OEFENOPDRACHTEN —
1. Beantwoord deze vragen met de tekst over rioolwater en landbouw:
(a) Aan welke universiteit promoveerde Narain-Ford?
(b) Waar komt het water vandaan waarmee boeren nu hun gewassen besproeien?
(c) Welke stoffen blijven volgens de tekst over na de rioolwaterzuivering?
2. Zet de alinea uit de tekst over rioolwater en landbouw die begint met "Misschien wel belangrijker is de chemische vervuiling" om in een korte lijst met de belangrijkste feiten.

*** TE ANALYSEREN TEKST

Bovendien is droogte en chemische verontreiniging een vervelende combinatie. Hoe meer water verdampt, hoe geconcentreerder en dus schadelijker de vervuiling.

Directe verbinding naar landbouw

„Misschien moeten we gaan kijken naar onze waterstromen”, zegt Narain-Ford. „Wat doen we verkeerd en wat kan er anders?”

Op die vraag promoveerde de jonge onderzoeker afgelopen maand aan de Universiteit van Amsterdam. Ze bestudeerde de mogelijkheid om waterstromen uit rioolwaterzuiveringen direct naar ondergrondse irrigatiesystemen voor de landbouw te voeren. In zulke systemen kan een boer de grond bewateren een paar meter ónder zijn gewas.

Dat gaat nu anders. Rioolwaterzuiveringen lozen eerst op oppervlaktewateren–. Boeren tappen indirect uit hetzelfde vaatje: ze besproeien gewassen met water uit omliggende beken, die in verbinding staan met grotere wateren.

Wat zouden de voordelen kunnen zijn van een directe verbinding tussen rioolwaterzuivering en landbouw? „Ten eerste bespaart het misschien water. In een open beek is veel verdamping, in een ondergrondse verbinding met een akker niet. Maar de vraag is of het rendabel is. Voor ondergrondse irrigatie is ook méér water nodig om planten te wateren.”

Misschien wel belangrijker is de chemische vervuiling. „Rioolwaterzuiveringen halen lang niet alles uit afvalwater”, zegt ze. Van alles blijft over, zoals medicijnresten, bestrijdingsmiddelen, verzorgingsproducten en PFAS. Drinkwaterbedrijven trekken al langer aan de bel: het wordt steeds lastiger om water te zuiveren. Het zou kunnen helpen als zuiveringen minder op oppervlaktewater lozen, denkt Narain-Ford.

Andere afbraakroutes onder de grond

Maar wil je die verontreinigingen dan wel bij gewassen hebben? „Om te beginnen, dat gebéúrt al”, reageert ze. „Boeren sproeien indirect al met rioolzuiveringseffluent, vaak onbewust. En daarnaast kan het zo zijn dat een akker als een soort zuiveringssysteem werkt.”

******
*** AANGELEVERD MATERIAAL

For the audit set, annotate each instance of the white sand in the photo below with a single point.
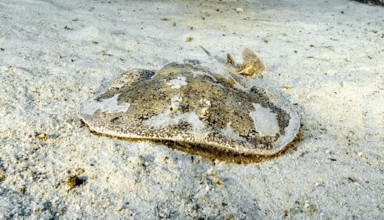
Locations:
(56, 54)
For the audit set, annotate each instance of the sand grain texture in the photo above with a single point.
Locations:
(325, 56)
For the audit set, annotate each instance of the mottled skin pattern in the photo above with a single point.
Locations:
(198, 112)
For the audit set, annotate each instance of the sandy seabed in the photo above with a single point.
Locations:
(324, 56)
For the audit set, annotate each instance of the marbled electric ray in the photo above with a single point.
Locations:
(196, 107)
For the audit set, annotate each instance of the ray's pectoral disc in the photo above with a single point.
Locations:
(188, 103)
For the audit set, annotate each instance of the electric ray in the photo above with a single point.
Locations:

******

ANTWOORDEN PER OPDRACHT —
1.
(a) Aan de Universiteit van Amsterdam.
(b) Uit omliggende beken, die in verbinding staan met grotere wateren.
(c) Medicijnresten, bestrijdingsmiddelen, verzorgingsproducten en PFAS.

2.
- Chemische vervuiling is misschien het belangrijkste punt.
- Rioolwaterzuiveringen halen lang niet alles uit afvalwater.
- Er blijven medicijnresten, bestrijdingsmiddelen, verzorgingsproducten en PFAS over.
- Drinkwaterbedrijven waarschuwen al langer dat water zuiveren steeds lastiger wordt.
- Narain-Ford denkt dat het kan helpen als zuiveringen minder op oppervlaktewater lozen.